• Goal: Please retype the data below verbatim, beginning with its first line and ending with the line that contains "left=289, top=0, right=345, bottom=24", with both of those lines included.

####################

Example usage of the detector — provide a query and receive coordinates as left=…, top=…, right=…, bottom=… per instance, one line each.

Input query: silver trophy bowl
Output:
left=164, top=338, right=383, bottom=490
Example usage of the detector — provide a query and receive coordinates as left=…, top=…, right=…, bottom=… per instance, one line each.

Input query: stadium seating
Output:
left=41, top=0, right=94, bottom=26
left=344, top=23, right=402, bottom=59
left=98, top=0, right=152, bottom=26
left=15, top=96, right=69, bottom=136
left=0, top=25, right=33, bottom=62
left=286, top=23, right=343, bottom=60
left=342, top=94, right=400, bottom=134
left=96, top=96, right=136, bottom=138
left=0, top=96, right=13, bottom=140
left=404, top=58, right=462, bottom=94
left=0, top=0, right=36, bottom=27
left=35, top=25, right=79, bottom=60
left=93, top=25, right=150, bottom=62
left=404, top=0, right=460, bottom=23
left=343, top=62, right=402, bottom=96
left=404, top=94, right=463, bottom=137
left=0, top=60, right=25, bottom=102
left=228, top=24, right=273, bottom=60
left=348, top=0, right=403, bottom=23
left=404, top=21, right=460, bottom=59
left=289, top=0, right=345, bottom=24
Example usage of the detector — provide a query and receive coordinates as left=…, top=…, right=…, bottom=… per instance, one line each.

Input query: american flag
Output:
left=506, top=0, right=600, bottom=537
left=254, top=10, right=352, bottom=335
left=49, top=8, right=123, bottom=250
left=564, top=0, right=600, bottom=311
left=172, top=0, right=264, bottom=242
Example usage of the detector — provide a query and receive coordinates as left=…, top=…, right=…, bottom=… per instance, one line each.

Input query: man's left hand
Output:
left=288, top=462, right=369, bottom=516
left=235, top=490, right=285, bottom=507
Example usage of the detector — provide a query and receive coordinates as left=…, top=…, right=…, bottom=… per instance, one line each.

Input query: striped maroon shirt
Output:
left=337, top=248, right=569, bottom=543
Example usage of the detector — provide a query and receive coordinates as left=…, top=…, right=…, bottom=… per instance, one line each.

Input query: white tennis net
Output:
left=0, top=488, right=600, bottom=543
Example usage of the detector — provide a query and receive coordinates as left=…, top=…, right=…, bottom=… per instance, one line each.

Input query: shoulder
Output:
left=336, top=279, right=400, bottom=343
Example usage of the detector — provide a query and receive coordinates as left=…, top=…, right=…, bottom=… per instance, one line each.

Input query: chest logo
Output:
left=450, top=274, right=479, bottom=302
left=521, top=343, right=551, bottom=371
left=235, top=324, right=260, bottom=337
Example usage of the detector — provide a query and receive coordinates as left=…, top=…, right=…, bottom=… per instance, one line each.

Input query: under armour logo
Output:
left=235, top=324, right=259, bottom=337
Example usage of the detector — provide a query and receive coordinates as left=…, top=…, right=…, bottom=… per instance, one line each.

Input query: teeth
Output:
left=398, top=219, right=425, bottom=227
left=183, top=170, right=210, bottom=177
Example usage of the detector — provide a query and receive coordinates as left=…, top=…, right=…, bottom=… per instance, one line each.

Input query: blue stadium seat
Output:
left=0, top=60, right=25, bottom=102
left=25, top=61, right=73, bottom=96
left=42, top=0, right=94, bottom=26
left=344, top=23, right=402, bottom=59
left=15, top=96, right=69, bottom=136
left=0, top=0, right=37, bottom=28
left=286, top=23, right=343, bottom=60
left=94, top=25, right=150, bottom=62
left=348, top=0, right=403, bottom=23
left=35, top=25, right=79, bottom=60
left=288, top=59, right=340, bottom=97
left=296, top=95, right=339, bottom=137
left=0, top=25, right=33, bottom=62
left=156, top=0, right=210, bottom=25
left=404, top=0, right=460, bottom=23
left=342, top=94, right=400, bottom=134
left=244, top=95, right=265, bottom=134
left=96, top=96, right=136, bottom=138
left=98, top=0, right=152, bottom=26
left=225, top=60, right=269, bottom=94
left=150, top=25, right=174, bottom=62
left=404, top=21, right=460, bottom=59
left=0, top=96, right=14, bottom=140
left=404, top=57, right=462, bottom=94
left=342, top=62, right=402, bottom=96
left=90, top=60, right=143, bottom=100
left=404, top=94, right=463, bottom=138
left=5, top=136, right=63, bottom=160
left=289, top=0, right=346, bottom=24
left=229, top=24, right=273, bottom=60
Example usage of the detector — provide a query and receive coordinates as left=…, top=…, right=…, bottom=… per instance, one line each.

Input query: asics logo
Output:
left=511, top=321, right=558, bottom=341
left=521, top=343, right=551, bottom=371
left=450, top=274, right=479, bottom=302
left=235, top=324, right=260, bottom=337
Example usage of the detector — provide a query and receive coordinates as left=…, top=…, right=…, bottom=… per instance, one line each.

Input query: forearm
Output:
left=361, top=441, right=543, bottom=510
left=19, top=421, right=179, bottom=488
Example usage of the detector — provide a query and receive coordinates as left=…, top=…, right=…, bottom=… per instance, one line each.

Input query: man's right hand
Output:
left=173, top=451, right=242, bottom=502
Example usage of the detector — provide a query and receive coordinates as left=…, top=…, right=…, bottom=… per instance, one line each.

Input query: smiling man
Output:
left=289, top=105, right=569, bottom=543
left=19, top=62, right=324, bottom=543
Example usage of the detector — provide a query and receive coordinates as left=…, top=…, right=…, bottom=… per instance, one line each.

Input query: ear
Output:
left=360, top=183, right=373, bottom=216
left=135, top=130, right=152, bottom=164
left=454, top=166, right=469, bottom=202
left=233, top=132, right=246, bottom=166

####################

• Complete response:
Example usage of the detector — provide a query and receive coordinates as left=…, top=…, right=…, bottom=… per instance, one line each.

Input query: silver trophy bowl
Output:
left=164, top=338, right=383, bottom=490
Example usage of the detector — provide a query and receive coordinates as left=…, top=…, right=…, bottom=… per instance, one line each.

Input query: stadium seating
Output:
left=41, top=0, right=94, bottom=26
left=344, top=23, right=402, bottom=59
left=98, top=0, right=152, bottom=26
left=15, top=96, right=69, bottom=136
left=0, top=25, right=33, bottom=62
left=286, top=23, right=343, bottom=60
left=342, top=94, right=400, bottom=134
left=96, top=96, right=136, bottom=138
left=0, top=96, right=13, bottom=140
left=404, top=58, right=462, bottom=94
left=0, top=0, right=36, bottom=27
left=35, top=25, right=79, bottom=60
left=93, top=25, right=150, bottom=62
left=404, top=0, right=460, bottom=23
left=343, top=62, right=402, bottom=96
left=404, top=94, right=463, bottom=137
left=0, top=60, right=25, bottom=102
left=228, top=24, right=273, bottom=60
left=348, top=0, right=403, bottom=23
left=404, top=21, right=460, bottom=59
left=289, top=0, right=345, bottom=24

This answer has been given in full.